- PAGE TEXT
#####

Handle arrays of two element arrays as filter hash values automatically

Previously, Sequel's behavior of arrays of two element arrays as hash values was suboptimal (some would say broken). Because the values were an array, an IN operator was used, but because arrays of two element arrays are considered condition specifiers, the argument was converted to a boolean condition: DB[:a].filter([:a, :b]=>[[1, 2], [3, 4]]) # SELECT * FROM a WHERE ((a, b) IN ((1 = 2) AND (3 = 4))) This changes the behavior so that you now get the SQL you expect: SELECT * FROM a WHERE ((a, b) IN ((1, 2), (3, 4))) Previously, you had to call sql_array (which was added in Sequel 2.7.0) on the array to get the correct SQL, but that is no longer necessary when the array is a filter hash value. However, it is still necessary to use a method that wraps the array to two element arrays if you are going to use it as a placeholder value: DB[:a].filter('(a, b) IN ?', [[1, 2], [3, 4]]) This is because Sequel doesn't have the context to know that the array of two element arrays is being used as a an IN predicate (as Sequel does not parse SQL). This actually started when I decided that SQLArray was a bad name for the class, since arrays in standard SQL (starting with SQL99) are very different that what SQLArray actually represented, which was an IN predicate value list. To that end, SQLArray has been renamed to ValueList, though SQLArray still exists as an alias. Likewise Array#sql_value_list has been added, though Array#sql_array still exists as an alias to it. However, in most cases, the methods are no longer necessary, and Sequel internally no longer uses ValueList, as the only time it wants to deal with arrays of two element arrays as value lists, it uses them as hash values, which Sequel can now handle automatically. Another main difference is that ValueList now inherits from ::Array, not from Expression. This simplified some code, and since you can't really perform any operations on an SQL value list by itself (until it is used as part of an IN expression), there's no reason it needs to be an Expression subclass. While here, fix a minor bug in Expression#inspect.
jeremyevans · Jun 24, 2010 · 65abb56 · 65abb56
1 parent b7c3059
commit 65abb56
Show file tree

Hide file tree

Showing 11 changed files with 66 additions and 51 deletions.
diff --git a/CHANGELOG b/CHANGELOG
@@ -1,5 +1,7 @@
 === HEAD
 
+* Handle arrays of two element arrays as filter hash values automatically (jeremyevans)
+
 * Allow :frame option for windows to take a string that is used literally (jeremyevans)
 
 * Support transaction isolation levels on PostgreSQL, MySQL, and MSSQL (jeremyevans)

diff --git a/lib/sequel/core.rb b/lib/sequel/core.rb
@@ -109,7 +109,7 @@ def self.condition_specifier?(obj)

#####

- RAW DATA
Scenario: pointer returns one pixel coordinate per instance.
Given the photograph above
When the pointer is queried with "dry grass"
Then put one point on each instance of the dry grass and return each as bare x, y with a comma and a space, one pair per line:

#####

- SET EXERCISE
According to the Sequel commit text, which class does ValueList now inherit from?

- TASK RESPONSE
::Array